From 1e40ad37b8b3cd7062a649481c8460d2b173e42c Mon Sep 17 00:00:00 2001
From: Vasilije <8619304+Vasilije1990@users.noreply.github.com>
Date: Mon, 23 Oct 2023 13:16:48 +0200
Subject: [PATCH] Improve classifier, add turn output data to json

---
 level_3/models/testoutput.py |  4 ++--
 level_3/rag_test_manager.py  | 21 +++++++++++++--------
 level_3/vectordb/vectordb.py | 28 ++++++++++++++++++++++++++++
 3 files changed, 43 insertions(+), 10 deletions(-)

diff --git a/level_3/models/testoutput.py b/level_3/models/testoutput.py
index af44dfc58..21512b538 100644
--- a/level_3/models/testoutput.py
+++ b/level_3/models/testoutput.py
@@ -9,7 +9,7 @@ from database.database import Base
 
 
 from datetime import datetime
-from sqlalchemy import Column, String, DateTime, ForeignKey
+from sqlalchemy import Column, String, DateTime, ForeignKey, JSON
 from sqlalchemy.orm import relationship
 import os
 import sys
@@ -27,7 +27,7 @@ class TestOutput(Base):
     user_id = Column(String, ForeignKey('users.id'), index=True)  # Added user_id field
     test_set_id = Column(String, ForeignKey('test_sets.id'), index=True)
     operation_id = Column(String, ForeignKey('operations.id'), index=True)
-    test_results = Column(String, nullable=True)
+    test_results = Column(JSON, nullable=True)
     created_at = Column(DateTime, default=datetime.utcnow)
     updated_at = Column(DateTime, onupdate=datetime.utcnow)
 
diff --git a/level_3/rag_test_manager.py b/level_3/rag_test_manager.py
index 40f0ff6a2..ddd6c1dca 100644
--- a/level_3/rag_test_manager.py
+++ b/level_3/rag_test_manager.py
@@ -241,7 +241,7 @@ def data_format_route( data_string: str):
 def data_location_route(data_string: str):
     @ai_classifier
     class LocationRoute(Enum):
-        """Represents classifier for the data location"""

▶ _Listing_:

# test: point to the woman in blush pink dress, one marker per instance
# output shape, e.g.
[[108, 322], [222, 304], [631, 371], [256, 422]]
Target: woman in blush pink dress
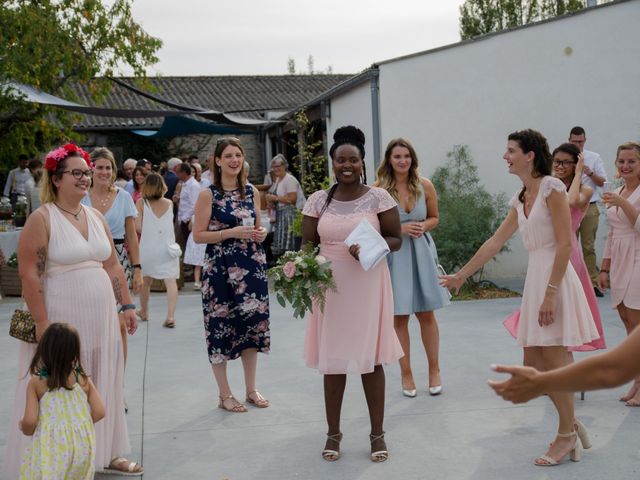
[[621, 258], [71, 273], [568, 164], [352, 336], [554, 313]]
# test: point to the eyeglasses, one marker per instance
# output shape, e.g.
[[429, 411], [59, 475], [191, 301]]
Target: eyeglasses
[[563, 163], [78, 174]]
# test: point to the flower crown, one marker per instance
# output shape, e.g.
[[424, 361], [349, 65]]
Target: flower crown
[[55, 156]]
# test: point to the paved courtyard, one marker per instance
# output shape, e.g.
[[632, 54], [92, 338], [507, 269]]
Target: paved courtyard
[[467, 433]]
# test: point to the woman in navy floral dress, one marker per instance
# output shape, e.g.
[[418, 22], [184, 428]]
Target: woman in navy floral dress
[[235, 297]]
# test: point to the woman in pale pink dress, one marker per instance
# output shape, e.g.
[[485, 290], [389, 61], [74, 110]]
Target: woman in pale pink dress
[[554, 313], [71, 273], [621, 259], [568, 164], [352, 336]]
--
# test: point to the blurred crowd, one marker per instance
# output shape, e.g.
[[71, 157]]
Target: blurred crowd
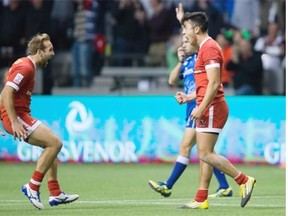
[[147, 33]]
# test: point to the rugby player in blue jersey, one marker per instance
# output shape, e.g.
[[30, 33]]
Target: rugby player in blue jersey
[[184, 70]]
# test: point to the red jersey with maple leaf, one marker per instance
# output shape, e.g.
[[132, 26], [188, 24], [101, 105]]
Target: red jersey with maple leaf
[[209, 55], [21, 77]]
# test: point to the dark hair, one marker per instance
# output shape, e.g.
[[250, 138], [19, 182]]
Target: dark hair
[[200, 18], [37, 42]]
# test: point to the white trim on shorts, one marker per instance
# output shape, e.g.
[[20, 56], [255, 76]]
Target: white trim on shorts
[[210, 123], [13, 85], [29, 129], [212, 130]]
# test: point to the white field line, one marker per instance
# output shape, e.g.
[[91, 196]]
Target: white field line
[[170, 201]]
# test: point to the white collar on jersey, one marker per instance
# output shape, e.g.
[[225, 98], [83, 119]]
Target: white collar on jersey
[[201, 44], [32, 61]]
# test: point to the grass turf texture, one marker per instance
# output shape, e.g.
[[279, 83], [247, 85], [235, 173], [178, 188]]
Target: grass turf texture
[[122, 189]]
...
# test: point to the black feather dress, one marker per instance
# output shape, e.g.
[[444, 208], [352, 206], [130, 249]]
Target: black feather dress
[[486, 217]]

▶ _Given exercise A_: Do these statements agree with the patch? (i) The patch changes three files. (ii) In testoutput.py, the test_results column switches from a String type to a JSON type. (iii) The patch is dated in November 2023. Answer yes or no for each, and quote the words of the patch that decide it.
▶ _Given exercise B_: Resume the patch that improves the classifier, starting right after its last line shown.

▶ _Task output A_:
(i) Yes: "3 files changed, 43 insertions(+), 10 deletions(-)"
(ii) Yes: "-    test_results = Column(String, nullable=True)" and "+    test_results = Column(JSON, nullable=True)"
(iii) No: "Date: Mon, 23 Oct 2023 13:16:48 +0200"

▶ _Task output B_:
+        """Represents classifier for the data location, if it is device, or database connections string or URL """
 
         DEVICE = "file_path_starting_with_.data_or_containing_it"
         # URL = "url starting with http or https"
@@ -273,6 +273,9 @@ async def start_test(data, test_set=None, user_id=None, params=None, job_id=None
 
         job_id = await fetch_job_id(session, user_id=user_id, job_id=job_id)
         test_set_id = await fetch_test_set_id(session, user_id=user_id, id=job_id)
+        memory = await Memory.create_memory(user_id, session, namespace="SEMANTICMEMORY")
+        await memory.add_memory_instance("ExampleMemory")
+        existing_user = await Memory.check_existing_user(user_id, session)
 
         if job_id is None:
             job_id = str(uuid.uuid4())
@@ -303,9 +306,6 @@ async def start_test(data, test_set=None, user_id=None, params=None, job_id=None
 
             if test_id is None:
                 test_id = str(generate_letter_uuid()) + "_" +"SEMANTICMEMORY"
-            memory = await Memory.create_memory(user_id, session, namespace="SEMANTICMEMORY")
-            await memory.add_memory_instance("ExampleMemory")
-            existing_user = await Memory.check_existing_user(user_id, session)
             await memory.manage_memory_attributes(existing_user)
             test_class = test_id + "_class"
             await memory.add_dynamic_memory_class(test_id.lower(), test_id)
@@ -378,16 +378,21 @@ async def start_test(data, test_set=None, user_id=None, params=None, job_id=None
             await memory.dynamic_method_call(dynamic_memory_class, 'delete_memories',
                                                            namespace=test_id)
 
-            return test_eval_pipeline
+            return test_id, test_eval_pipeline
 
         results = []
+
         if only_llm_context:
-            result = await run_test(test= None, loader_settings=loader_settings, metadata=metadata, only_llm_context=only_llm_context)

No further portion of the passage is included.